## Start MATERIAL SHOWN
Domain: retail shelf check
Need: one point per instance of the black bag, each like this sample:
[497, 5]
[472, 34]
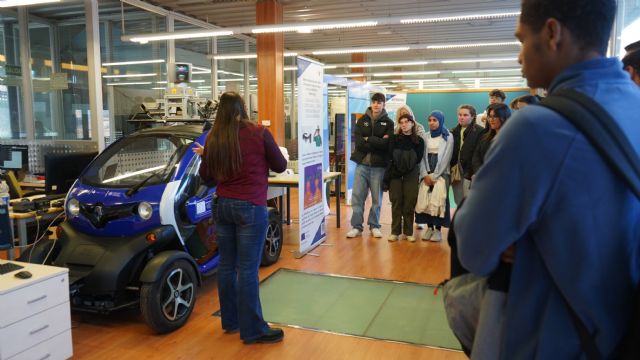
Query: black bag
[609, 140]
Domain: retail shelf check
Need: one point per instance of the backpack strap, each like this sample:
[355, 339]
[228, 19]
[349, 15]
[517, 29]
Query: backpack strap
[606, 136]
[601, 130]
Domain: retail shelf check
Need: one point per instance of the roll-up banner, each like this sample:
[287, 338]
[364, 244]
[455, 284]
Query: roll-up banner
[310, 155]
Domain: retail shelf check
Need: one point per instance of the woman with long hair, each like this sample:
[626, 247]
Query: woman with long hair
[407, 149]
[497, 115]
[238, 155]
[465, 138]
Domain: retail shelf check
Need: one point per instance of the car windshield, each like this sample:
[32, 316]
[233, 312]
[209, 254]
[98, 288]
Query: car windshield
[134, 159]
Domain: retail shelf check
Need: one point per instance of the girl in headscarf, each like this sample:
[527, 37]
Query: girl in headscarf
[434, 166]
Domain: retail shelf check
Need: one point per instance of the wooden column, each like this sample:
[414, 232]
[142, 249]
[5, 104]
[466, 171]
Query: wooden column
[270, 64]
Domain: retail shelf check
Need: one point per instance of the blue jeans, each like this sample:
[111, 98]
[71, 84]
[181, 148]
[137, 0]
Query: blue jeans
[367, 178]
[241, 230]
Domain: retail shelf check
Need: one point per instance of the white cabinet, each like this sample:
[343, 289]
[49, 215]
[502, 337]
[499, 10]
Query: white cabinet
[35, 321]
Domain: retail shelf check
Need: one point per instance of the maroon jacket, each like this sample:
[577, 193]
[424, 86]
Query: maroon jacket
[259, 154]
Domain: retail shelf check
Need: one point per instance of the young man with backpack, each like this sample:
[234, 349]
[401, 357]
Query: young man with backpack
[548, 202]
[371, 154]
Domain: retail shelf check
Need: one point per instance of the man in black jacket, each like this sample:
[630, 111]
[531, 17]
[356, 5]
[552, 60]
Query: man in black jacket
[372, 132]
[463, 148]
[631, 61]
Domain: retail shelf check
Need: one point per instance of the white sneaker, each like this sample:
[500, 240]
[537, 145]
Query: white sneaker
[354, 232]
[436, 236]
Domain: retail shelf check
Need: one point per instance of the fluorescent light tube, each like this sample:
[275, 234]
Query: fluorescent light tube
[134, 62]
[128, 75]
[360, 50]
[130, 83]
[472, 45]
[407, 73]
[311, 27]
[483, 70]
[394, 63]
[9, 3]
[437, 19]
[479, 60]
[143, 39]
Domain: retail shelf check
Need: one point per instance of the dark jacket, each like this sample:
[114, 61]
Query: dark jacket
[479, 154]
[375, 144]
[405, 155]
[471, 137]
[405, 158]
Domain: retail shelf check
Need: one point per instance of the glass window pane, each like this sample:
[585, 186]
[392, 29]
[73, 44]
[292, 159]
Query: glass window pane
[126, 86]
[11, 121]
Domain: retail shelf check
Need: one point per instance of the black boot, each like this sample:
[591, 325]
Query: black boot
[270, 336]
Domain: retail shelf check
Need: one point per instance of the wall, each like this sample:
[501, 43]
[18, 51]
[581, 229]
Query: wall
[423, 103]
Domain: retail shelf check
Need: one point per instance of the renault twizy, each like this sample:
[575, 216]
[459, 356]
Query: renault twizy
[138, 231]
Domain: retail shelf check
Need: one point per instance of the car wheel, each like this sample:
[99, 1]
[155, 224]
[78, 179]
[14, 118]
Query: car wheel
[273, 241]
[167, 303]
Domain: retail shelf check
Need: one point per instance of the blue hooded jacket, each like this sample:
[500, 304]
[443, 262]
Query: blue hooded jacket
[574, 223]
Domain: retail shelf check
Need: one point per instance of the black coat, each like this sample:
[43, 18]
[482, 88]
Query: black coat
[375, 143]
[481, 151]
[471, 138]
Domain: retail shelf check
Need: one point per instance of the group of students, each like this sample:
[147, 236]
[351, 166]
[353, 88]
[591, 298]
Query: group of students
[405, 157]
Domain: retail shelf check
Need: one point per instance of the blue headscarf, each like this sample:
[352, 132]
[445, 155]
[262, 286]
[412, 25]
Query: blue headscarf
[442, 130]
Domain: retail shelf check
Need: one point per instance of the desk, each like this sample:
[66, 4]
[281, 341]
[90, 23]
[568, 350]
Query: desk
[289, 181]
[35, 185]
[23, 219]
[36, 319]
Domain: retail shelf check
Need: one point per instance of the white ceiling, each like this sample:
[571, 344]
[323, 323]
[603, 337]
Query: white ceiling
[243, 13]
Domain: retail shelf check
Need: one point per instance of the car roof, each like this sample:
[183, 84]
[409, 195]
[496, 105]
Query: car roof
[184, 130]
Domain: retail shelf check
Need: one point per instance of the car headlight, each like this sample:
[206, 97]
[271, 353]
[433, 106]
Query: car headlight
[145, 210]
[73, 207]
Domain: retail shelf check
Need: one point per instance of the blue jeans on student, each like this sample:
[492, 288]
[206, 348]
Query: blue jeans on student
[241, 230]
[367, 178]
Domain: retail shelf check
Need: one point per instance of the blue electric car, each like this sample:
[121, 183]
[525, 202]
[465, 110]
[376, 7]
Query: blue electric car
[138, 229]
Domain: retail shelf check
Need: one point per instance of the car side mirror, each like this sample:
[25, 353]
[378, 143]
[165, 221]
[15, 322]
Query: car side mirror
[202, 191]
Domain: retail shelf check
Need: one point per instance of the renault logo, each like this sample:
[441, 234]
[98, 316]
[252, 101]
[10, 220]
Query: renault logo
[98, 212]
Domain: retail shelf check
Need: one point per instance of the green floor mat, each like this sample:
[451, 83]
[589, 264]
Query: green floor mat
[380, 309]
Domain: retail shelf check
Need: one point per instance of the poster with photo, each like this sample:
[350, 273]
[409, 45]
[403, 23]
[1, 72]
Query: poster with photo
[310, 154]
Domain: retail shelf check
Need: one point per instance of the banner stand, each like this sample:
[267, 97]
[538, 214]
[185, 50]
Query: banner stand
[311, 140]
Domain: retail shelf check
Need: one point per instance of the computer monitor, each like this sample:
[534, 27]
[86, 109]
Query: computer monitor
[14, 157]
[62, 170]
[6, 236]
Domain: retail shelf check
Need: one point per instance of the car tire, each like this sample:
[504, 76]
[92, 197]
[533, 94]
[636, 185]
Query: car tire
## End MATERIAL SHOWN
TASK OBJECTIVE: Skip the pictures and print each record exactly as it stands.

FINISHED TASK:
Domain: retail shelf check
Need: one point per instance of the black bag, each like this sample:
[497, 5]
[472, 34]
Query: black bag
[609, 140]
Domain: retail shelf check
Need: one point per instance of the backpack strap, each like this sample:
[355, 339]
[228, 19]
[349, 15]
[517, 29]
Query: backpack strap
[606, 136]
[601, 130]
Domain: retail shelf check
Need: one point per instance of the roll-up banner, each like this sample:
[287, 338]
[364, 244]
[455, 284]
Query: roll-up banner
[310, 155]
Domain: retail shelf check
Need: one point per instance of the woman with long hair, each like this sample:
[626, 247]
Query: woman with long hair
[407, 149]
[497, 115]
[238, 155]
[465, 138]
Domain: retail shelf check
Need: one point per instance of the car windshield, each like this sample:
[32, 316]
[233, 312]
[209, 254]
[98, 288]
Query: car windshield
[134, 159]
Domain: retail shelf check
Need: one point per instance of the girl in headscarf, each like this sample:
[527, 37]
Query: girl in headscarf
[434, 166]
Domain: retail shelf check
Need: one point per instance of the wooden column, each like this sample:
[414, 232]
[142, 249]
[5, 104]
[466, 171]
Query: wooden column
[270, 64]
Domain: retail shelf check
Need: one point per instance of the blue jeans, each like this sample:
[111, 98]
[71, 84]
[181, 148]
[137, 0]
Query: blue jeans
[367, 178]
[241, 230]
Domain: retail shelf check
Need: one point per instance of the white cabinet, each like this sample:
[343, 289]
[49, 215]
[502, 337]
[499, 10]
Query: white cabinet
[35, 321]
Domain: retail shelf check
Need: one point per instance of the maroon jacket, each like this sample:
[577, 193]
[424, 86]
Query: maroon jacket
[259, 154]
Domain: retail shelf check
Need: one point per instance of the young man with backpack, each like this sample:
[234, 349]
[401, 357]
Query: young man with backpack
[548, 202]
[371, 154]
Domain: retail shelf check
Need: one point per instance of the man in black jacket, each like this sample:
[630, 111]
[531, 17]
[356, 5]
[552, 60]
Query: man in black jacket
[372, 132]
[463, 148]
[631, 61]
Domain: retail shelf check
Need: one point per instance of the white sneaker, each like this sample:
[500, 240]
[537, 145]
Query: white sneaker
[354, 232]
[436, 236]
Domain: retail shelf check
Need: one point per instance of the fluorescent light tube, each like this sample:
[275, 234]
Query: fluorescent light tube
[134, 62]
[128, 75]
[360, 50]
[130, 83]
[472, 45]
[407, 73]
[311, 27]
[483, 70]
[394, 63]
[9, 3]
[437, 19]
[479, 60]
[143, 39]
Domain: retail shelf check
Need: one point per instance of the dark jacket, each like this sample:
[114, 61]
Query: dark jacket
[479, 154]
[375, 144]
[405, 155]
[471, 137]
[405, 158]
Domain: retail shelf check
Need: one point per instance of the glass window pane, each like this sample:
[585, 186]
[392, 29]
[73, 44]
[292, 159]
Query: glass window pane
[126, 86]
[11, 121]
Domain: retail shelf check
Need: one point per instance of the black boot, each like this sample:
[591, 325]
Query: black boot
[270, 336]
Domain: retail shelf check
Need: one point per instance of the wall, each like this sample:
[501, 43]
[18, 51]
[581, 229]
Query: wall
[423, 103]
Domain: retail shelf check
Need: one point per instance of the renault twizy, each like this sample:
[575, 216]
[459, 356]
Query: renault twizy
[138, 231]
Domain: retail shelf check
Need: one point per instance of the car wheel, each like this sample:
[99, 1]
[155, 224]
[78, 179]
[14, 118]
Query: car wheel
[273, 241]
[167, 303]
Domain: retail shelf check
Need: one point per instance of the blue hooded jacket, each like this sample:
[500, 304]
[443, 262]
Query: blue hooded jacket
[574, 223]
Domain: retail shelf check
Need: one point per instance of the black coat, each like this sample:
[43, 18]
[482, 88]
Query: black coat
[375, 143]
[481, 151]
[471, 138]
Domain: retail shelf check
Need: one point per instance of the group of students, each like this sample:
[147, 236]
[351, 166]
[353, 88]
[591, 298]
Query: group of students
[405, 157]
Domain: retail shelf check
Need: one point per instance of the blue headscarf, each like this sample:
[352, 132]
[445, 155]
[262, 286]
[412, 25]
Query: blue headscarf
[442, 130]
Domain: retail shelf check
Need: one point per instance of the desk, each like this sample:
[66, 4]
[281, 341]
[90, 23]
[568, 350]
Query: desk
[289, 181]
[35, 185]
[23, 219]
[36, 319]
Domain: retail shelf check
Need: one point per instance of the white ceiling, each like this sample:
[571, 344]
[323, 323]
[603, 337]
Query: white ceiling
[243, 13]
Domain: retail shelf check
Need: one point per instance of the car roof, each like this sample:
[183, 84]
[409, 195]
[496, 105]
Query: car roof
[184, 130]
Domain: retail shelf check
Need: one point per instance of the car headlight, each like this sample:
[206, 97]
[271, 353]
[433, 106]
Query: car headlight
[145, 210]
[73, 207]
Domain: retail shelf check
Need: one point per instance of the blue jeans on student, each like this sample:
[492, 288]
[206, 348]
Query: blue jeans on student
[241, 230]
[367, 178]
Domain: retail shelf check
Need: one point per instance of the blue electric car, each like this sample:
[121, 183]
[525, 202]
[465, 110]
[376, 7]
Query: blue electric car
[138, 229]
Domain: retail shelf check
Need: one point per instance of the car side mirror, each like this sample:
[25, 353]
[378, 143]
[165, 221]
[15, 322]
Query: car side mirror
[202, 191]
Domain: retail shelf check
Need: one point per instance of the renault logo, each like this sample:
[441, 234]
[98, 316]
[252, 101]
[10, 220]
Query: renault logo
[98, 212]
Domain: retail shelf check
Need: one point per instance of the green floor mat, each like this sample:
[451, 83]
[589, 264]
Query: green floor mat
[380, 309]
Domain: retail shelf check
Need: one point per instance of the poster with photo, each like this sample:
[350, 273]
[409, 45]
[403, 23]
[1, 72]
Query: poster with photo
[310, 154]
Domain: retail shelf check
Need: one point per instance of the banner stand, each like this sample:
[267, 97]
[538, 214]
[185, 50]
Query: banner stand
[311, 140]
Domain: retail shelf check
Need: one point per instance of the computer monitor, each like this sample:
[534, 27]
[86, 109]
Query: computer monitor
[14, 157]
[62, 170]
[6, 236]
Domain: retail shelf check
Need: one point per instance of the car tire, each like this sample:
[504, 76]
[92, 197]
[533, 94]
[636, 185]
Query: car tire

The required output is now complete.